Extract to read:
════════════════════

Welcome to the FSU’s weekly newsletter, our round-up of the free speech news of the week. As with all our work, this newsletter depends on the support of our members and donors, so if you’re not already a paying member please sign up today or encourage a friend to join and help turn the tide against cancel culture. You can share our newsletters on social media with the buttons at the bottom of this email (although not if you’re reading this on a desktop). If someone has shared this newsletter with you and you’d like to join the FSU, you can find our website here.
Sometimes a flare goes up
FSU General Secretary Toby Young has issued a statement on the invasion of the State of Israel by Hamas terrorists – you can read it by clicking here.
As Toby says, the abduction, slaughter and rape of over a thousand Israeli men, women and children should be universally condemned by every university, college, museum, Whitehall department, football club, institution, in England. The fact that it hasn’t reveals the double standards of those who are normally so keen to penalise people for exercising their right to lawful free speech on the alleged basis that words may wound and ideas can kill.

════════════════════

Listed records:
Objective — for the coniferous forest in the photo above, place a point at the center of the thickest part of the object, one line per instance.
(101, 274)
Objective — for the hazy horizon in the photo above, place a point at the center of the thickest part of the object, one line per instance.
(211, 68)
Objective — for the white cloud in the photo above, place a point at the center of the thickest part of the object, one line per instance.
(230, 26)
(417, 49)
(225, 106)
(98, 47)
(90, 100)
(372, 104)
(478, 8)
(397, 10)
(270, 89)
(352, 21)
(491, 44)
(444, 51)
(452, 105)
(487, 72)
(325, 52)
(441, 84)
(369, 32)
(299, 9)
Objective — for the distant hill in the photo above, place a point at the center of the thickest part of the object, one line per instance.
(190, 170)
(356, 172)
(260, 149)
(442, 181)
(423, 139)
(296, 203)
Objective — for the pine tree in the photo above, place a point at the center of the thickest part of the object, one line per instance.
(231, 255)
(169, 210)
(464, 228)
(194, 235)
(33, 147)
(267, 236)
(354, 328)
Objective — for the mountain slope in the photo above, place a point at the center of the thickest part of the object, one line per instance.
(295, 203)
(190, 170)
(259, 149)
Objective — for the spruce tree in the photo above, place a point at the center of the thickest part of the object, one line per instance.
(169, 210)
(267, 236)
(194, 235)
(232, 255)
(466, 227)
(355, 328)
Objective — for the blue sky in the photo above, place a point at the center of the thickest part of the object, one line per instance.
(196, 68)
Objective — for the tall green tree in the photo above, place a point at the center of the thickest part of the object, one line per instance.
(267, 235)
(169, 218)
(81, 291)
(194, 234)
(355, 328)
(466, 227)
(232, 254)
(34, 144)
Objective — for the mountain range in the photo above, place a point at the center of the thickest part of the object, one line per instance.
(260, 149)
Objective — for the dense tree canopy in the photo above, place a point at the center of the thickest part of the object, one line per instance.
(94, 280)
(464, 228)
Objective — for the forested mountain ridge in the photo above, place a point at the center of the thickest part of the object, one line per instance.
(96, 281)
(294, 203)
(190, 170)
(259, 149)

════════════════════

To do:
1. According to the FSU newsletter, why should readers who are not yet paying members sign up or get a friend to join? Answer in one to three sentences.
2. Pick up the FSU newsletter after its last sentence and carry it forward.
The entries come from a source unrelated to the FSU newsletter.

Solved tasks:
1. The newsletter, like all of the FSU's work, depends on the support of its members and donors. Signing up or encouraging a friend to join helps turn the tide against cancel culture.

2.
Take the higher education sector. At the FSU, we’re constantly being assured that no-platforming visitors to universities with heterodox opinions is justified because allowing them to speak will make vulnerable people feel ‘unsafe’.
Yet the same activist staff and students who are so quick to silence others in the name of ‘psychological safety’ have been openly celebrating the terrorist attacks on Israel.
Addressing a pro-Hamas rally in Brighton on the night of the massacre, the Women’s Officer of Sussex University Students’ Union described the abductions, the killings, the gang rape and subsequent parading around Gaza City of young, heavily bleeding Israeli women, as “beautiful” and “inspiring”.
Elsewhere, in reference to the peace festival close to the Gaza border where at least 260 young people were executed by Hamas, a senior lecturer at Birkbeck commented on X: “Sometimes partying on stolen land next to a concentration camp where a million people are starved has consequences.”
“Decolonisation is not a metaphor,” an Assistant Professor at the LSE reminded her followers on X as the internet filled with images of unspeakable horror from the country’s southern towns and kibbutzim, before casually urging them to get out on the streets and join the various protests against Israel then taking place in the UK.
Not much concern in any of this, one feels, for the safety – psychological or otherwise – of Jewish students.
As one of our directors, Douglas Murray, said of last Saturday’s attack: “Sometimes a flare goes up, and you see exactly where everyone is.”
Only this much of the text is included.